*** DATA FOR THE TASK ***

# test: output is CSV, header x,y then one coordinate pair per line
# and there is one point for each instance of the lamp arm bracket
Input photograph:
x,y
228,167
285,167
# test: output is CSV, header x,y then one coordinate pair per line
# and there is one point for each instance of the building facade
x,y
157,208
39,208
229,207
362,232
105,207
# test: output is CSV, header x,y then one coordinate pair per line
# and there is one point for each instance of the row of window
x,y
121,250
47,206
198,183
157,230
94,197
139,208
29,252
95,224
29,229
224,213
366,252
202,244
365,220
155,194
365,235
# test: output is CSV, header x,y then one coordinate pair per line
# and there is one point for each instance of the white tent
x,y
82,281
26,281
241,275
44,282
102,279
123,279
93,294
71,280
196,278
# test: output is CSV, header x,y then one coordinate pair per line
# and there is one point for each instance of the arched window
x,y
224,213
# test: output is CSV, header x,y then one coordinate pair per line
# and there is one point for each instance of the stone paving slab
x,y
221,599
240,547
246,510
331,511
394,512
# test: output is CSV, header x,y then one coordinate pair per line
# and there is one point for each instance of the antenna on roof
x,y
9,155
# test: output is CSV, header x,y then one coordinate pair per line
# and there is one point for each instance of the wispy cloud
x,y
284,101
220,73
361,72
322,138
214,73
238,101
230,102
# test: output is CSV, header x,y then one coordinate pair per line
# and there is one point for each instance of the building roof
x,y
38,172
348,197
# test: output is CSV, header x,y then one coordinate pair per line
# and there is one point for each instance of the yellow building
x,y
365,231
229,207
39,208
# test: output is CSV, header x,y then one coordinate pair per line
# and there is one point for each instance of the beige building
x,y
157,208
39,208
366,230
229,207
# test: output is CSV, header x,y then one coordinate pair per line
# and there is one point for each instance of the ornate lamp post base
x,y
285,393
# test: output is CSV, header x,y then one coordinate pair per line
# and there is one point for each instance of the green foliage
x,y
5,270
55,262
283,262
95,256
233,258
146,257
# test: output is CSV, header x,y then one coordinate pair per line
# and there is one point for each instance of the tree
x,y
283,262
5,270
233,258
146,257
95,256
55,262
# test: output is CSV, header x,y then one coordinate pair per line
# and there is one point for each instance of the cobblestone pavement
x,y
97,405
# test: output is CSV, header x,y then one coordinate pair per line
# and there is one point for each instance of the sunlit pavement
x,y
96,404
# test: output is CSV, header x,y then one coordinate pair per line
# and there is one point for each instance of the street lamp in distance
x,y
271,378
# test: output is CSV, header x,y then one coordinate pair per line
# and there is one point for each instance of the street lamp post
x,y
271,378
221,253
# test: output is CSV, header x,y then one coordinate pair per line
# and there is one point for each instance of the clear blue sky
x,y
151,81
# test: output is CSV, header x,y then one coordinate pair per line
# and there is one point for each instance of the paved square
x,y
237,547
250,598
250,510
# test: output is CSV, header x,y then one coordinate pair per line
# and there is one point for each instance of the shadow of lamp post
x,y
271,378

*** End of DATA FOR THE TASK ***

WORK REQUEST: The response should reproduce every entry above exactly.

ANSWER TO THIS EXERCISE:
# test: output is CSV, header x,y then one coordinate pair per line
# and there is one point for each instance of the lamp arm bracket
Input photograph:
x,y
228,167
285,167
# test: output is CSV, header x,y then one coordinate pair per line
# and there is one point for each instance of the building facade
x,y
157,208
39,208
229,207
362,232
105,207
# test: output is CSV, header x,y then one coordinate pair per line
# and there is one point for each instance of the row of window
x,y
121,250
47,206
198,183
157,230
94,197
139,208
29,252
95,224
29,229
224,213
366,252
202,244
365,220
155,194
365,235
# test: output is CSV, header x,y then one coordinate pair per line
# and there is one point for each instance of the white tent
x,y
82,281
26,281
241,275
44,282
102,279
123,279
93,294
71,280
196,278
# test: output is CSV, header x,y then one coordinate pair per line
# and there is one point for each instance of the arched window
x,y
224,213
# test: output is CSV, header x,y then one coordinate pair per line
# and there is one point for each instance of the stone paving slab
x,y
221,599
240,547
246,510
331,511
394,512
# test: output is CSV, header x,y then one coordinate pair per line
# and there is one point for each instance of the antenna on roof
x,y
9,155
# test: output is CSV, header x,y then one coordinate pair per line
# and there is one point for each instance of the wispy cloud
x,y
284,101
220,73
361,72
322,138
214,73
238,101
230,102
# test: output is CSV, header x,y then one coordinate pair per line
# and there is one point for each instance of the building roof
x,y
38,172
348,197
# test: output is CSV, header x,y then one coordinate pair per line
# and there is one point for each instance of the yellow building
x,y
365,231
229,207
39,208
# test: output is CSV, header x,y then one coordinate pair per line
# and there is one point for each instance of the beige building
x,y
157,208
39,208
366,230
229,207
# test: output is CSV, header x,y then one coordinate pair per line
# and there is one point for each instance of the ornate lamp post base
x,y
285,393
# test: output is CSV, header x,y then one coordinate pair per line
# and there is one point for each instance of the green foliage
x,y
5,270
55,262
283,262
95,256
233,258
146,257
# test: output is CSV, header x,y then one coordinate pair per line
# and there is one point for each instance of the tree
x,y
283,262
5,270
233,258
146,257
95,256
55,262
# test: output is CSV, header x,y then one coordinate pair per line
# and there is one point for each instance of the cobblestone pavement
x,y
97,405
# test: output is CSV, header x,y then one coordinate pair per line
# and there is one point for each instance of the sunlit pavement
x,y
96,404
# test: output is CSV, header x,y then one coordinate pair per line
# and there is one point for each instance of the street lamp in distance
x,y
271,378
# test: output is CSV, header x,y then one coordinate pair per line
# and there is one point for each instance of the street lamp post
x,y
271,378
221,253
# test: output is CSV, header x,y then one coordinate pair per line
# and there is one point for each instance of the clear blue sky
x,y
151,81
# test: output is CSV, header x,y then one coordinate pair per line
# and there is one point for each instance of the paved square
x,y
237,547
250,598
250,510
# test: output is CSV, header x,y then one coordinate pair per line
# and there is one point for each instance of the shadow of lamp post
x,y
271,378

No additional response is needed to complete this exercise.